Concluiu, pedindo que seja: - Declarado que o contrato celebrado entre Autor e Ré é um contrato de trabalho que vigora desde 1 de Maio de 1986; - Declarado nulo o acordo de revogação do contrato de prestação de serviços, por violar o artigo 280.°, n.°s 1 e 2 do CC, ou, caso assim se não entenda; - Declarado anulado, por erro, o mencionado acordo de cessação do contrato de prestação de serviços; - A ré condenada a reintegrá-lo com todos os direitos adquiridos, ou caso ele assim não opte, a pagar-lhe uma indemnização correspondente a 45 dias de retribuição base (1.600,00 €) e diuturnidades por cada ano completo ou fracção de antiguidade, decorrido desde a data do início do contrato até ao trânsito em julgado da decisão judicial; - A ré condenada a pagar-lhe as retribuições que deixou de auferir desde o dia 31 de Outubro de 2005 até ao trânsito em julgado da decisão judicial; - A ré condenada a pagar à Segurança Social todas as contribuições (quotizações) em dívida, que lhe deveriam ter sido entregues por força de entre as partes vigorar um contrato de trabalho, remetendo-se quantificação do pedido para sede de execução de sentença, por força da aplicação do artigo 661.°, n.° 2 do CPC; - A ré condenada a pagar-lhe os montantes devidos, a título de subsídio de refeição, pelos dias de trabalho, também a liquidar em sede de execução de sentença; - Em alternativa, no caso de se entender que o Autor teria de entregar à Ré, em consequência da anulabilidade do negócio, a quantia recebida pela celebração do acordo de cessação do contrato de prestação de serviços, julgar-se procedente por provada a compensação de créditos que invoca; - A ré condenada no pagamento dos juros de mora, à taxa legal, contados desde a citação até ao integral pagamento.

A ré contestou.

Em sede de excepção, invocou a incompetência material do Tribunal do Trabalho quanto ao pedido de condenação da R. a pagar as contribuições à Segurança Social, e a prescrição dessas contribuições.

* * * * * * *

Tarefa breve 1. Seleciona todas as linhas dos registos abaixo que contêm a palavra "wooden".

* * * * * * *

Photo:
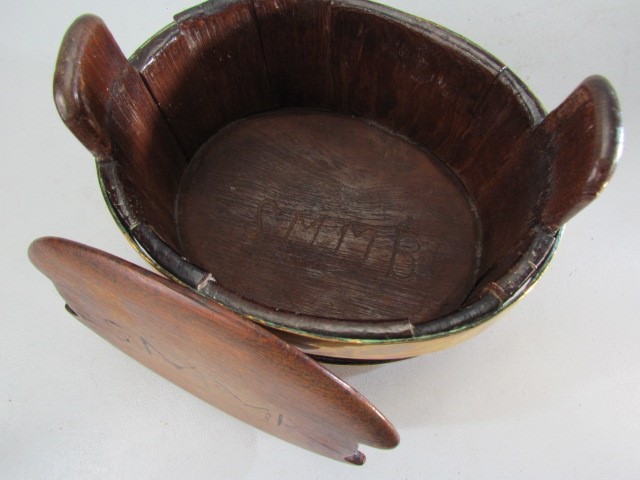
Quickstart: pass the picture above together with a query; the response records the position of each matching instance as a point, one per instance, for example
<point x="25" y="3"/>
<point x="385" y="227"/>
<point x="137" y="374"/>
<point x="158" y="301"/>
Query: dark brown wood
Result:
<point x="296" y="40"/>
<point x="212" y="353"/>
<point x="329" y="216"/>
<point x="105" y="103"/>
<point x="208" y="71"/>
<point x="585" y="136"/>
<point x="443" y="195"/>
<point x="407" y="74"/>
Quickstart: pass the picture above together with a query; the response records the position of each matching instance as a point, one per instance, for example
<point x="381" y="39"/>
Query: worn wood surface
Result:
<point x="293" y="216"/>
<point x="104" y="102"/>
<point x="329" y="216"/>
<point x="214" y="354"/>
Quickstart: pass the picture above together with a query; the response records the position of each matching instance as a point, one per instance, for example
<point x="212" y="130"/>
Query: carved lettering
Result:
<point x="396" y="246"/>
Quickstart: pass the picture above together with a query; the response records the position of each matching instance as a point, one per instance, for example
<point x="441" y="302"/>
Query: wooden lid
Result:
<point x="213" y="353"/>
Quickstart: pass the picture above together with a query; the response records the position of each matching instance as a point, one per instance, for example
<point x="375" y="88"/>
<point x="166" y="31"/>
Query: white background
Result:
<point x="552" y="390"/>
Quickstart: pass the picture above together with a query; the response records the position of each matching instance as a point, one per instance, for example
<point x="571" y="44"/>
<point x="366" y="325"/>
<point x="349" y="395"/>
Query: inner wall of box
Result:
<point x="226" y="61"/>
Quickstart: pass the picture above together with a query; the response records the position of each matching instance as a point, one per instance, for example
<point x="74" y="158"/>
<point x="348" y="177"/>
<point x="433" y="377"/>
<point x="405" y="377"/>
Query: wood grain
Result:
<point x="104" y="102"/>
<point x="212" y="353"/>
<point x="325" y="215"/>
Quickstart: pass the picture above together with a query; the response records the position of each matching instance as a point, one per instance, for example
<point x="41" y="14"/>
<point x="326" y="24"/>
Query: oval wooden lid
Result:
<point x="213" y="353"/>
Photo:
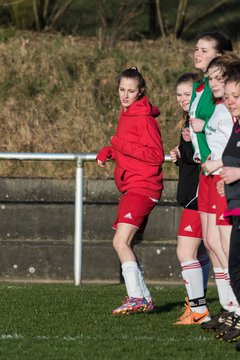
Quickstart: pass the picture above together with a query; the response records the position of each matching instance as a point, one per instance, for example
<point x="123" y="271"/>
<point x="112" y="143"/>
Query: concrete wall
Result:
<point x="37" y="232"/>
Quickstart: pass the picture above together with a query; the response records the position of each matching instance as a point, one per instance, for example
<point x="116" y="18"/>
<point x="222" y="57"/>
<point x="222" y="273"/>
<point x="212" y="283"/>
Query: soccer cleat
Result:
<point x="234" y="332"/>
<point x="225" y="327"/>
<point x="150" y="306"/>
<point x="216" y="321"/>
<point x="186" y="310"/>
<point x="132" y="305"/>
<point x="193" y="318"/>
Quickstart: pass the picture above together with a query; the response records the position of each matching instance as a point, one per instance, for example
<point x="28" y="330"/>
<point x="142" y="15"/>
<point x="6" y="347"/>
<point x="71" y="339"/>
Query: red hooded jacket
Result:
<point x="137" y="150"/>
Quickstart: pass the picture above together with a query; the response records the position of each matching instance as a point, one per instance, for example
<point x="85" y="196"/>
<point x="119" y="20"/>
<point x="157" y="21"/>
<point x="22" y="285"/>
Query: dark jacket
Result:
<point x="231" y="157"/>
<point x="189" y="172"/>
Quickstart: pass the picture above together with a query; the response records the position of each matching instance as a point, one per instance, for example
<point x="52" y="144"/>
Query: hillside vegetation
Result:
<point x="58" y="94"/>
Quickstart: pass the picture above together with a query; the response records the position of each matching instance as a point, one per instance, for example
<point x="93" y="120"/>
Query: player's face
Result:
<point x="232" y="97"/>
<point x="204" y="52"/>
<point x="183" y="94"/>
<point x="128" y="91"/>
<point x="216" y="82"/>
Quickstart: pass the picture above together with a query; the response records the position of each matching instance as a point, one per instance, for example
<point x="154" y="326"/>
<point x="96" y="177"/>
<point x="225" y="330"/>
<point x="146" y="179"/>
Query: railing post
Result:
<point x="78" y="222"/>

* * * * * * *

Tarefa breve 2. Devolve na íntegra, sem qualquer alteração, o texto acima sobre a ação laboral contra a ré.

Resposta 1.
Query: wooden lid
Query: oval wooden lid

Resposta 2.
Concluiu, pedindo que seja: - Declarado que o contrato celebrado entre Autor e Ré é um contrato de trabalho que vigora desde 1 de Maio de 1986; - Declarado nulo o acordo de revogação do contrato de prestação de serviços, por violar o artigo 280.°, n.°s 1 e 2 do CC, ou, caso assim se não entenda; - Declarado anulado, por erro, o mencionado acordo de cessação do contrato de prestação de serviços; - A ré condenada a reintegrá-lo com todos os direitos adquiridos, ou caso ele assim não opte, a pagar-lhe uma indemnização correspondente a 45 dias de retribuição base (1.600,00 €) e diuturnidades por cada ano completo ou fracção de antiguidade, decorrido desde a data do início do contrato até ao trânsito em julgado da decisão judicial; - A ré condenada a pagar-lhe as retribuições que deixou de auferir desde o dia 31 de Outubro de 2005 até ao trânsito em julgado da decisão judicial; - A ré condenada a pagar à Segurança Social todas as contribuições (quotizações) em dívida, que lhe deveriam ter sido entregues por força de entre as partes vigorar um contrato de trabalho, remetendo-se quantificação do pedido para sede de execução de sentença, por força da aplicação do artigo 661.°, n.° 2 do CPC; - A ré condenada a pagar-lhe os montantes devidos, a título de subsídio de refeição, pelos dias de trabalho, também a liquidar em sede de execução de sentença; - Em alternativa, no caso de se entender que o Autor teria de entregar à Ré, em consequência da anulabilidade do negócio, a quantia recebida pela celebração do acordo de cessação do contrato de prestação de serviços, julgar-se procedente por provada a compensação de créditos que invoca; - A ré condenada no pagamento dos juros de mora, à taxa legal, contados desde a citação até ao integral pagamento.

A ré contestou.

Em sede de excepção, invocou a incompetência material do Tribunal do Trabalho quanto ao pedido de condenação da R. a pagar as contribuições à Segurança Social, e a prescrição dessas contribuições.